Only the lines from the one containing "Detect the ceiling. What is the bounding box?" through the end of the entries are to be copied, exactly and without pictures, please.

[Dataset entries]
Start of Block

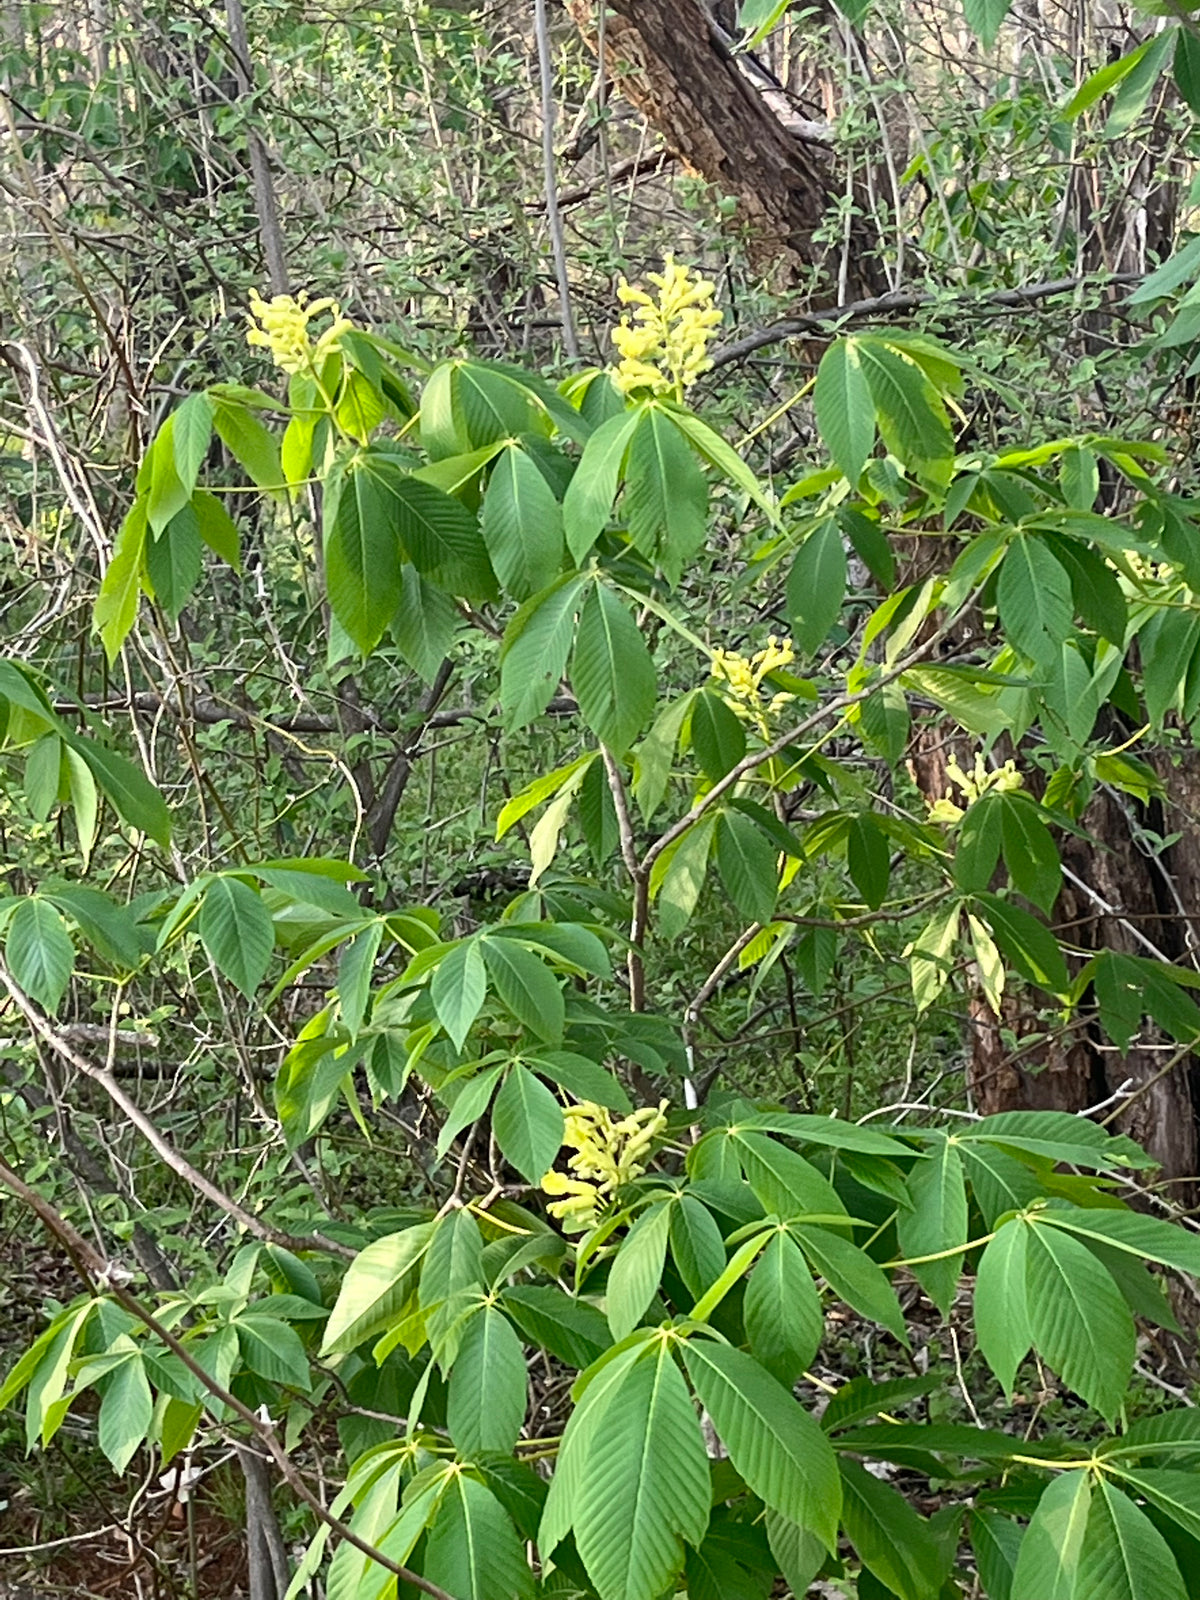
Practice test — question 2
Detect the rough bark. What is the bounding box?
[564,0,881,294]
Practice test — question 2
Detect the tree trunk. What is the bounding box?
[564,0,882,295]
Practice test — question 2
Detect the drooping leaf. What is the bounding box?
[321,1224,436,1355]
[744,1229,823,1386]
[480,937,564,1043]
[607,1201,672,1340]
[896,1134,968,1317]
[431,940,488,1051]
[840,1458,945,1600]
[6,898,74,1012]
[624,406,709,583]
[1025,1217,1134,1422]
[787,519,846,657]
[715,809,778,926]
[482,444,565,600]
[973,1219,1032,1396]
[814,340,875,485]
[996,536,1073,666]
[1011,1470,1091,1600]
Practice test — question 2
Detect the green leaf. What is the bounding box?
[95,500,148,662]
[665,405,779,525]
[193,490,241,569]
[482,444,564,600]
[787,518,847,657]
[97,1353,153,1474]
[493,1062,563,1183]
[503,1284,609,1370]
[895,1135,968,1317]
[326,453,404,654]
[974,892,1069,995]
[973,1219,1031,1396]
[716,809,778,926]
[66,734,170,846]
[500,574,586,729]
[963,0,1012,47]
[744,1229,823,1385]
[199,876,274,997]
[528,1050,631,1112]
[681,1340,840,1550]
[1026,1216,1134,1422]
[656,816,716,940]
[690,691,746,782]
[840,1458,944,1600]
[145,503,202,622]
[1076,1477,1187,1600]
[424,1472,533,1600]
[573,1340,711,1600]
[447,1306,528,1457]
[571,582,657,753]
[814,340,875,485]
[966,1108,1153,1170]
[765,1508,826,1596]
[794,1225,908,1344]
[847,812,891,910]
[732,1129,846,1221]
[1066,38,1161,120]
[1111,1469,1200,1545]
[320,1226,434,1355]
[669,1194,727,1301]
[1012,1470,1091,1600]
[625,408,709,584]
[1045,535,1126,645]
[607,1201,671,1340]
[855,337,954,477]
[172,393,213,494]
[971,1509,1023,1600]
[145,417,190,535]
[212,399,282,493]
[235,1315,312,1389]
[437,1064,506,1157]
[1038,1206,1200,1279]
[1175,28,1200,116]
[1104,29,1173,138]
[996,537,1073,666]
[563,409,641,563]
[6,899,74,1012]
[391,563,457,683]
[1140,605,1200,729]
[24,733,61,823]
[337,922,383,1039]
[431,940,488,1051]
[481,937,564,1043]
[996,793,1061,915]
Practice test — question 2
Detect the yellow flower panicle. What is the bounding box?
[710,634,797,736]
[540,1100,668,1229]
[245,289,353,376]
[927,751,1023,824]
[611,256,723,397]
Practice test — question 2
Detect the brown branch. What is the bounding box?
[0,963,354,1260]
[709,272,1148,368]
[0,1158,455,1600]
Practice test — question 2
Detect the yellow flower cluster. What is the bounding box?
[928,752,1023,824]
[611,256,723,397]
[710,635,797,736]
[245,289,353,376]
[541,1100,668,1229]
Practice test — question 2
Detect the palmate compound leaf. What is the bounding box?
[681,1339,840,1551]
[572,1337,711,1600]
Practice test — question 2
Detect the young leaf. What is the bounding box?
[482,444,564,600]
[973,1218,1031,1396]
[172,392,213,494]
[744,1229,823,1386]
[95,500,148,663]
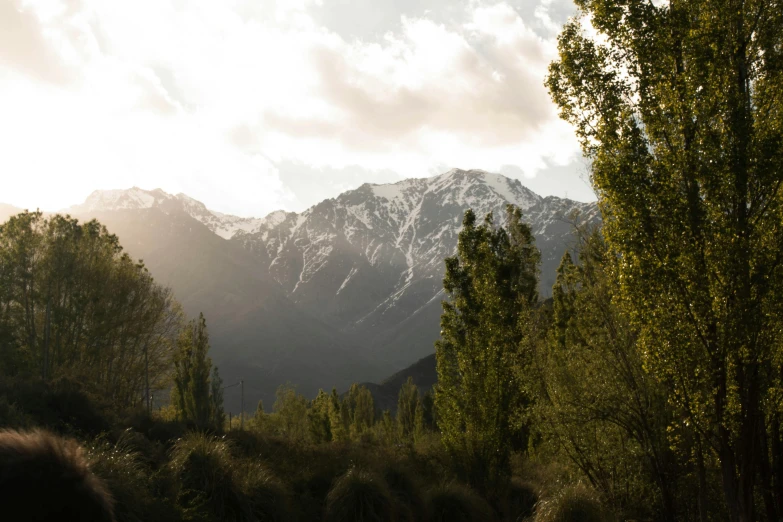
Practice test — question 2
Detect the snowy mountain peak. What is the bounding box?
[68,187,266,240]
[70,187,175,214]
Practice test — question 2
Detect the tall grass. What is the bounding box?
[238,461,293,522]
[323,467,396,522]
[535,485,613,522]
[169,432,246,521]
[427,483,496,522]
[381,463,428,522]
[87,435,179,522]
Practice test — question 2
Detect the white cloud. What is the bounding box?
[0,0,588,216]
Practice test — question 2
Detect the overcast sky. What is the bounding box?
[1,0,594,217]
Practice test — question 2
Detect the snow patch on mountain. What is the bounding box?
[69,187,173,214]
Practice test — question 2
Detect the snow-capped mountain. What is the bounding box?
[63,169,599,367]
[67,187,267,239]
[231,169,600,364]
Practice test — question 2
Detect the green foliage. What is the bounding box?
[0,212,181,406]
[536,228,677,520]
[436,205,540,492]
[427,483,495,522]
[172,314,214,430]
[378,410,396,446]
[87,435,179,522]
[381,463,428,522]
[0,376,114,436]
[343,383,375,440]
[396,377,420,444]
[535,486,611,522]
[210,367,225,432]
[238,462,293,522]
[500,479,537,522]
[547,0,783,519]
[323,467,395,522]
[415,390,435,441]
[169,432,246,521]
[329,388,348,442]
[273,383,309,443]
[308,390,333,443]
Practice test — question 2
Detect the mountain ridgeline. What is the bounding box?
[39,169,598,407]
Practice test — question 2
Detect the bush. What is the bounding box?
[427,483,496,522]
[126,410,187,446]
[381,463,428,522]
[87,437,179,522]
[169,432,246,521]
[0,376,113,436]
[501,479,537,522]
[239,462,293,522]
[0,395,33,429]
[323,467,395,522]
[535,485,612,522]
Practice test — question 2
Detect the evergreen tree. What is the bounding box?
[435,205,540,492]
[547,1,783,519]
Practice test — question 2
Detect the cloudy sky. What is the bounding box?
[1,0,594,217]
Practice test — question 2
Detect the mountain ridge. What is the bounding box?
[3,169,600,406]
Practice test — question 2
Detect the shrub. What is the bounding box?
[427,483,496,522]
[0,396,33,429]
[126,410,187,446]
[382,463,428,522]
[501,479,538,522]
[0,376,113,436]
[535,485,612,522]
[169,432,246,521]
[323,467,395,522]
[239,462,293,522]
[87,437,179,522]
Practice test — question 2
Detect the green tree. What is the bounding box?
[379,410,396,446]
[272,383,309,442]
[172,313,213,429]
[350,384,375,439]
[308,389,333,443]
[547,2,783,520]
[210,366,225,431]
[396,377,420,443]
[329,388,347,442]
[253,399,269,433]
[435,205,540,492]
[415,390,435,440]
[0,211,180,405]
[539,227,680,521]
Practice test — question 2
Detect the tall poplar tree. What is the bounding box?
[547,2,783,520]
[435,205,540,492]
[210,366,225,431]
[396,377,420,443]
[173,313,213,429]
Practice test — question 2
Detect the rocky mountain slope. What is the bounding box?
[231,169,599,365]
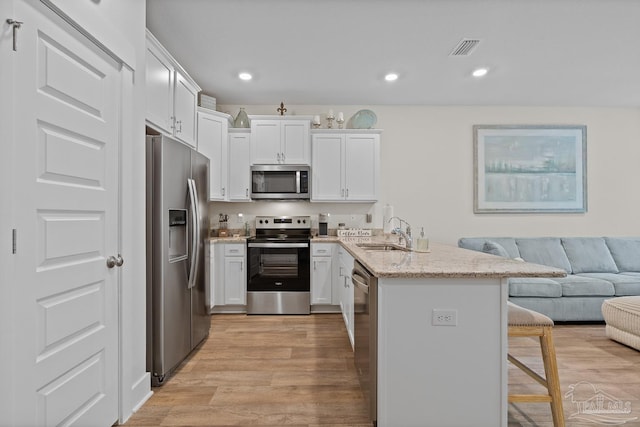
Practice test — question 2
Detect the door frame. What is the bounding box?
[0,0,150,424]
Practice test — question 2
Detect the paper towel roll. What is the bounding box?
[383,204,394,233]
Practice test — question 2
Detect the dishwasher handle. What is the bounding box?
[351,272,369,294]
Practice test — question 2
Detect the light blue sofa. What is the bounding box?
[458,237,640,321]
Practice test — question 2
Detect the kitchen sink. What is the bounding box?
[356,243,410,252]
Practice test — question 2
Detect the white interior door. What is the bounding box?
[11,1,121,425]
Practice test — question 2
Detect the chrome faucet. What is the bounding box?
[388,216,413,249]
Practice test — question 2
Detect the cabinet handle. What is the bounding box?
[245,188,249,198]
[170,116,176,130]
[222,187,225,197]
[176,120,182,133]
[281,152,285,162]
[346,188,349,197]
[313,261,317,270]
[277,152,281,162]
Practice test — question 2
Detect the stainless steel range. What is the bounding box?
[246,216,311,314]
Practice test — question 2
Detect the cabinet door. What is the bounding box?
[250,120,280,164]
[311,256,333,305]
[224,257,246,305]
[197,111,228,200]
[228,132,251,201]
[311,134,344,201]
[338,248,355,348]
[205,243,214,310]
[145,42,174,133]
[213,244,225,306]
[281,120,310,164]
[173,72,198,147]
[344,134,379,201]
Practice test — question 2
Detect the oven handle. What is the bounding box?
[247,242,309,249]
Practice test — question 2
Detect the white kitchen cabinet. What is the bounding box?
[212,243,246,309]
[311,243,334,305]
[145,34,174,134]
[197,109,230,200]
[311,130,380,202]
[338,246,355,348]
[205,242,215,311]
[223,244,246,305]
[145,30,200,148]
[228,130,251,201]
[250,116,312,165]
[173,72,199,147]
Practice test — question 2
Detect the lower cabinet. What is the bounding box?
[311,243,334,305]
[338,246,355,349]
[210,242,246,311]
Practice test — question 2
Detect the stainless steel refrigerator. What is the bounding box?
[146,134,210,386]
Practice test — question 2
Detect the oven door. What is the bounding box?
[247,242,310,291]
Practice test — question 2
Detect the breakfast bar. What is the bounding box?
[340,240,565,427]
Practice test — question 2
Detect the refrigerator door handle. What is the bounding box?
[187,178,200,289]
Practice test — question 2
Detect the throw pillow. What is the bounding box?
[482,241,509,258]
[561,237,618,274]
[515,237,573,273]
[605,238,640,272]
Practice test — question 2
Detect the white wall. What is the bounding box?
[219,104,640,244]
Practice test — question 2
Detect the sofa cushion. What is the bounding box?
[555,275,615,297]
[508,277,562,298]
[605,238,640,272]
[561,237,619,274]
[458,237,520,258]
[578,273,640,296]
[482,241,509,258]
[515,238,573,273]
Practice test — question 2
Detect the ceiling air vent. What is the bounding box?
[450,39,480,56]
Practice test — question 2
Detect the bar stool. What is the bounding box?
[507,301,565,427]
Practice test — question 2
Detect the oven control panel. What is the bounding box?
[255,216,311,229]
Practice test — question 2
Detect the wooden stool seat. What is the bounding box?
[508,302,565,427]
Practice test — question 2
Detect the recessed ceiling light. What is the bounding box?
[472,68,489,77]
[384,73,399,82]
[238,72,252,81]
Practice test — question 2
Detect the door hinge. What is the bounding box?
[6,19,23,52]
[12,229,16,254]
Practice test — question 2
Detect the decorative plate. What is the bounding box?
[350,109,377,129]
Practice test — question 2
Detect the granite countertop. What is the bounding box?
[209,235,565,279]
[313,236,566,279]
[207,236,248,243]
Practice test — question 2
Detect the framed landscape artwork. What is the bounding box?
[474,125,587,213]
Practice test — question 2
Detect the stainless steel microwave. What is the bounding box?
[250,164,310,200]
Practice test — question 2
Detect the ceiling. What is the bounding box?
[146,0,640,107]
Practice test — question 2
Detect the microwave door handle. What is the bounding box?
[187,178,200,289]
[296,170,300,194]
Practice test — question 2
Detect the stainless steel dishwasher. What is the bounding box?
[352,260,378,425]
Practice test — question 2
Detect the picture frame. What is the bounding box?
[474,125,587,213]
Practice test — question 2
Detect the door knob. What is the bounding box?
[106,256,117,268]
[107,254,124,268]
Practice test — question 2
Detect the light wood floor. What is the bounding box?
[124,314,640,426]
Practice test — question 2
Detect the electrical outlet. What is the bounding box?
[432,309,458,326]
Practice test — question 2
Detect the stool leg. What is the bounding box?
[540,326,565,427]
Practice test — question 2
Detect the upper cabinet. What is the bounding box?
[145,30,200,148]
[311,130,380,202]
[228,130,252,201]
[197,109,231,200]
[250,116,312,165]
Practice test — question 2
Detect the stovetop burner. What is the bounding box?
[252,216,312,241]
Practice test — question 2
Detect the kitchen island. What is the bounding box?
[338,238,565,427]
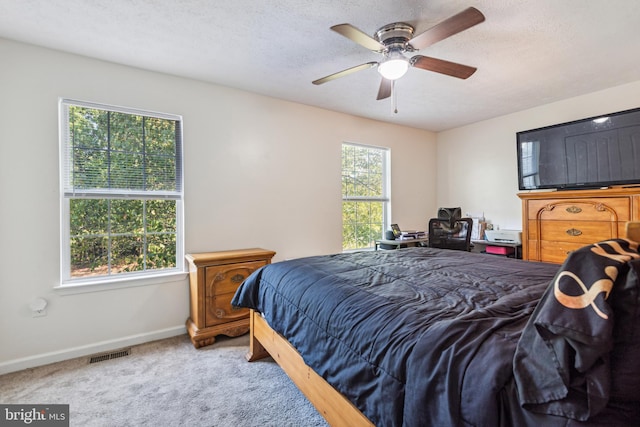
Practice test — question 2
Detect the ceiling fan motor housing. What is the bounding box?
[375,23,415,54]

End of Block

▸ **Response to this task**:
Detect the ceiling. What is the bounding box?
[146,0,640,107]
Practice test — question 2
Detect the microwave door handle. What is the bounding box?
[187,178,200,289]
[296,170,300,194]
Practice test — question 2
Detect the stainless steel dishwasher. What is the bounding box?
[352,260,378,425]
Practice test — question 2
Detect the picture frame. What is the bounding box?
[474,125,587,213]
Practice test — question 2
Detect the door knob. What is the bounding box?
[106,256,117,268]
[107,254,124,268]
Practice test — question 2
Detect the light wood floor. What is the bounding box?
[124,314,640,426]
Practice test — question 2
Detect the electrical outlet. What is the bounding box?
[432,309,458,326]
Practice test — question 2
Detect the stool leg. What is the bounding box?
[540,326,565,427]
Practice test — question 2
Detect the upper cabinet. What is the bounding box?
[145,30,200,148]
[311,130,380,202]
[228,130,252,201]
[197,109,231,200]
[250,116,312,165]
Practice test — question 2
Detect the stovetop burner. What is the bounding box?
[252,216,312,241]
Practice test — question 2
Detect the kitchen island. What is the bounding box?
[338,238,565,427]
Practice test — question 2
Detect the ceiling fan motor housing. What is the bounding box?
[375,23,415,54]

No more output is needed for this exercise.